**課題 1**.
地域活動のインタビューを読んで、次の問いに答えてください。
(a) 回答者が学んでいる学部の名前は何か。
(b) 回答者はどこに住み、どこのキャンパスに通っているか。
(c) 学業と地域活動の両立で一番大変なことは何か。
**課題 2**.
次の各文が地域活動のインタビューの内容と合うかどうか、はい・いいえで判定する。それぞれ、決め手となる本文の語句をそのまま引用して添えること。
(a) 回答者は浜田に住んでいる。
(b) 企画会議が夜遅い時間になることがある。
(c) 回答者は今、「やらなきゃ」という思いを大事にしたいと考えている。
**課題 3**.
地域活動のインタビューの最後の文に続けて、その先を書く。

**ページ本文**.
################

はい、私は地域政策学部という学部で学んでいるのですが、地域の課題を見つけ、それに対してどのようなアプローチができるのか、手法を学んで実践することが中心ですだから、地域活動をするときも、大学生になってからは、大学で新たに学んだことを活かしながらやりたいと思うようになりました。たとえば、「こういうチームの作り方がある」と大学で学んだら、それを実際の地域活動に持ち込んで試してみる。それで力をつける、といった学びと実践の繰り返しに挑戦しています。

-地域活動につながる「知識」を大学で学び、それを自身の活動のなかで「実践」する、そのサイクルが、鹿野さんの地域活動をより充実させている印象を受けました。でも、学業と地域活動の両立をしようとなると難しいことも出てきそうですが、両立するうえで大変なこと頑張っていることはありますか?

大変なことは結構あるのですが、一番は時間のやりくりですね。やっぱり益田に住みながら浜田のキャンパスに通っているので、通学時間が結構かかっていて、何か地域活動をしようというときに、企画会議をしたくても、大人の方と学生の自分の両方にとって都合のいい時間に設定するのがなかなか難しいこともあります。結果、夜遅い時間に会議をすることになって、そうなると次の朝がつらいんですよね。それでも、大学に行くとそこで学んだことは全部、地域活動とつながっているので、やっぱり楽しんです。

「やらなきゃ」って思うと、ついつい楽しい気持ちを忘れそうになっちゃうんですけど、今は「やりたい」という思いを大事にしたいと思っています。下の世代にもそういう姿を見せたいし、「大変なこともあるけど、自分がやりたいことができるよ、応援してもらえるよ」って、地域活動の楽しさを伝えて、どんどん一緒にやってくれる人を増やしていきたいです。

################

**一覧の抜粋**.

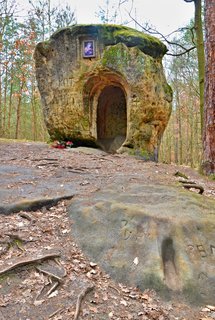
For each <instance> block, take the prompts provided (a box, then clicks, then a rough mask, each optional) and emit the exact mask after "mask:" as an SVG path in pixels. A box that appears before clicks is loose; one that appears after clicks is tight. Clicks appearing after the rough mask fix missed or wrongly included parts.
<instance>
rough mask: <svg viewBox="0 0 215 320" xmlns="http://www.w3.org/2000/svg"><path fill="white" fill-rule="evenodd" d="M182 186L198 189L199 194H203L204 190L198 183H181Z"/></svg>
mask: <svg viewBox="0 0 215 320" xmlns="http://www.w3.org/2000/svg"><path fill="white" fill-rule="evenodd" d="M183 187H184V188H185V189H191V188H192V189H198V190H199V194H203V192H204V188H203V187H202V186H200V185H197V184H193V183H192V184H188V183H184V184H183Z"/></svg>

################

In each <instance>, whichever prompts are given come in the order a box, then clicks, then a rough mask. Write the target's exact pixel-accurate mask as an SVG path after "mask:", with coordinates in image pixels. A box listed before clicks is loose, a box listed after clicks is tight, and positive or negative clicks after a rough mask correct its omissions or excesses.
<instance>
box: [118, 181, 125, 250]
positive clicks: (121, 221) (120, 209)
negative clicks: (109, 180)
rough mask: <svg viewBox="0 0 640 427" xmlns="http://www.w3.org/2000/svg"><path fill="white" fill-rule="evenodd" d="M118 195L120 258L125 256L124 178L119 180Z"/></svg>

################

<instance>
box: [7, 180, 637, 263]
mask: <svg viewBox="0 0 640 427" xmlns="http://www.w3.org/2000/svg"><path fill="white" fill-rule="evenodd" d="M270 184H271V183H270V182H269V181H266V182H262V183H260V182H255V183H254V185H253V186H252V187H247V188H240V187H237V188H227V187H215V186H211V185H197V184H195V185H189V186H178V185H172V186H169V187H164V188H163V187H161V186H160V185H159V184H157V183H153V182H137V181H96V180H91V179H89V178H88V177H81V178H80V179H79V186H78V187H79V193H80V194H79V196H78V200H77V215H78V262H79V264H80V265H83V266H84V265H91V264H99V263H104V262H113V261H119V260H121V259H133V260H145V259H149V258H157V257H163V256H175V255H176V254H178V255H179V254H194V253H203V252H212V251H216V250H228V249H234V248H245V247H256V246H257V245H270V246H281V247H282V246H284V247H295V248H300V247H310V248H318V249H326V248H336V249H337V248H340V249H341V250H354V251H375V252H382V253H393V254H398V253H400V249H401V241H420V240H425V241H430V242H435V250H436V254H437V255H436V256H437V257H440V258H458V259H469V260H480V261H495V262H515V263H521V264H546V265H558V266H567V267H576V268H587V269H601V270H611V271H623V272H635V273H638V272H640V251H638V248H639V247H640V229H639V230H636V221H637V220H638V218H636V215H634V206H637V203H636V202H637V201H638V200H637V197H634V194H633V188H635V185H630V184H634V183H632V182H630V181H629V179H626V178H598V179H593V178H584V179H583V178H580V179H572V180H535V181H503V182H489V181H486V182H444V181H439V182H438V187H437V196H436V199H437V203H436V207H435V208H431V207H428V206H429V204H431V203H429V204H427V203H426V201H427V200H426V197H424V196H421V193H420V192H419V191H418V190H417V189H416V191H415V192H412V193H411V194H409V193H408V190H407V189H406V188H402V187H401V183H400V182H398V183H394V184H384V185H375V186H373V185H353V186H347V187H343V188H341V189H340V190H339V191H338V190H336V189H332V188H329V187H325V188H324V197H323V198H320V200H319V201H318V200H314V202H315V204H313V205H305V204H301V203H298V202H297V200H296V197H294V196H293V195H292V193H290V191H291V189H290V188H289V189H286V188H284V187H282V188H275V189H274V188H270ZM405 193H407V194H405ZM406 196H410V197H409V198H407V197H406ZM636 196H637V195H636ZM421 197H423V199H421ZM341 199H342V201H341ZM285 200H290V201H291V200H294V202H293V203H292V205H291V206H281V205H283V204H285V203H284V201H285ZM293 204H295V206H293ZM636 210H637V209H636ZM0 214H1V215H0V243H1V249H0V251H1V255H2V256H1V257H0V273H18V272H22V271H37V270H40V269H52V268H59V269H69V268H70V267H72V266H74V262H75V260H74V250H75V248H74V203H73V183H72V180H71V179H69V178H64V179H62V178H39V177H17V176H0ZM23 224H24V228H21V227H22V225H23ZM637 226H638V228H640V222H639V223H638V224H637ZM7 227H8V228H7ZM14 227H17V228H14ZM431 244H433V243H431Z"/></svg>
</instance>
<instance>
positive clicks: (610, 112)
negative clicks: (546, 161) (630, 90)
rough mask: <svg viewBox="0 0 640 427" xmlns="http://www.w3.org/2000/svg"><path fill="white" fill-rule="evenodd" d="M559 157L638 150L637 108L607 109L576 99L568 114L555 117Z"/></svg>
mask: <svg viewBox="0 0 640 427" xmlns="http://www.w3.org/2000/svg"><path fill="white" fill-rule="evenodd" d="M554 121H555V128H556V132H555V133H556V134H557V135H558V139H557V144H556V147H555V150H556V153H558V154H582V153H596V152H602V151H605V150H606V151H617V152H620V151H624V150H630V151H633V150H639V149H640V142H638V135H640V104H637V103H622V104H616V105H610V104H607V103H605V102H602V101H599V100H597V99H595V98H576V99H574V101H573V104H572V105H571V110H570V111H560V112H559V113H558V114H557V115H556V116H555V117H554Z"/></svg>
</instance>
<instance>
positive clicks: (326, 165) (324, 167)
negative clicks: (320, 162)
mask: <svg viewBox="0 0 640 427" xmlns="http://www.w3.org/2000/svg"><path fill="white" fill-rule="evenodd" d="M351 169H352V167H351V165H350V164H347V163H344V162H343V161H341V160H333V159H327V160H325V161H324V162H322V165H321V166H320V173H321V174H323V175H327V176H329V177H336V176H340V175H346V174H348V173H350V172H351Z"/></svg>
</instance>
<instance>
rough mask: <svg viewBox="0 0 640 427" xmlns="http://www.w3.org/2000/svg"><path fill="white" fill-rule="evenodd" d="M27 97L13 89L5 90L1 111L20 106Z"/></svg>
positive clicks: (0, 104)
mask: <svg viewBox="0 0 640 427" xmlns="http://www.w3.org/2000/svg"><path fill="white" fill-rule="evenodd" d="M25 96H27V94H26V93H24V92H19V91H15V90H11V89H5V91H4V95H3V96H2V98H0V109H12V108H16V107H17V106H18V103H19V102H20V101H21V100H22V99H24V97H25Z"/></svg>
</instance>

################

**解答 1**.
(a) 地域政策学部
(b) 益田に住み、浜田のキャンパスに通っている。
(c) 時間のやりくり

**解答 2**.
(a) いいえ。『益田に住みながら浜田のキャンパスに通っている』
(b) はい。『結果、夜遅い時間に会議をすることになって』
(c) いいえ。『今は「やりたい」という思いを大事にしたいと思っています』

**解答 3**.
私が益田にいる理由・地域活動で感謝を届けたい

-これからの活動について、益田市挑戦てみたいことや、継続してやっていきたいことがあれば教えていただけますか?

大学生になってから新たに「MASUDAご飯」という企画に携わるようになりました。益田の大人と、益田出身の大学生が、楽しく食事を囲みながら交流できたらと思って、高校時代の同級生と一緒にやっている企画です。そうした企画をする中で、学生から大人までがもっと関われた方がいいなと、あらためて感じるようになりました。小学生から大人までが、一緒に楽しく話せたり、一緒に何かに取り組んだりできたらなと。私自身が幼少期からそれで世界を広げてもらってきて、今につながっているので。は、どうすれば多様な世代の人たちが楽しく関われるかを考えて、あれこれ策を練っているところです

「第2回 MASUDAご飯」の様子

-これから鹿野さんがどのような仕掛けづくりをしてくるのか、とても楽しみです。応援しています。

ありがとうございます。就職も益田でしたいと思っていますし、たぶんここでずっと地域活動をしていくと思うので、これからも何かやろうとなったら気にかけてもらえると嬉しいです。

 

-同世代の中には、進学や就職に際して、益田を出るという選択をする方もいると思うのですが、鹿野さんが益田での地域活動を続けたいと考えるに至ったのはどうしてでしょうか。

そうですね、都会も面白いと思いますし、都会に行ってみるという選択肢も思い描いたことはあったんですが……。これは私の考えですが、都会の面白さって、遊びに行けば感じられるんです。単発でも行ったら、その時、その場で、華やかさや楽しさを味わえる。でも、田舎の面白さを本当に感じようと思ったら、そこに「いる」というのが一番で。地域の一員としてこの地に「いる」からこそ感じられる面白さを逃したくなくて、そう考えた時から、「益田に残る」の一択になりました。

また、この地で地域活動を続けたいと思う理由として、一番大きいのは「恩返しをしたい」という気持ちです。最初にお話したように、地域活動をすればするほど、いろんな人に支えてもらっていることに気づいて、感謝しないといけないな、という思いが強くなるんです。高校時代の活動もそうだし、幼少期のこともありますから。見えているところはもちろん、見えないところでも、本当にたくさんの人に関わってもらっているはずなので。恩返し、という言葉がふさわしいかどうかはわかりませんが、やっぱり私は行動して感謝を伝えていきたい。感謝を伝えるために、益田でできることを続けていこうと思います。

 

-貴重なお話ありがとうございました!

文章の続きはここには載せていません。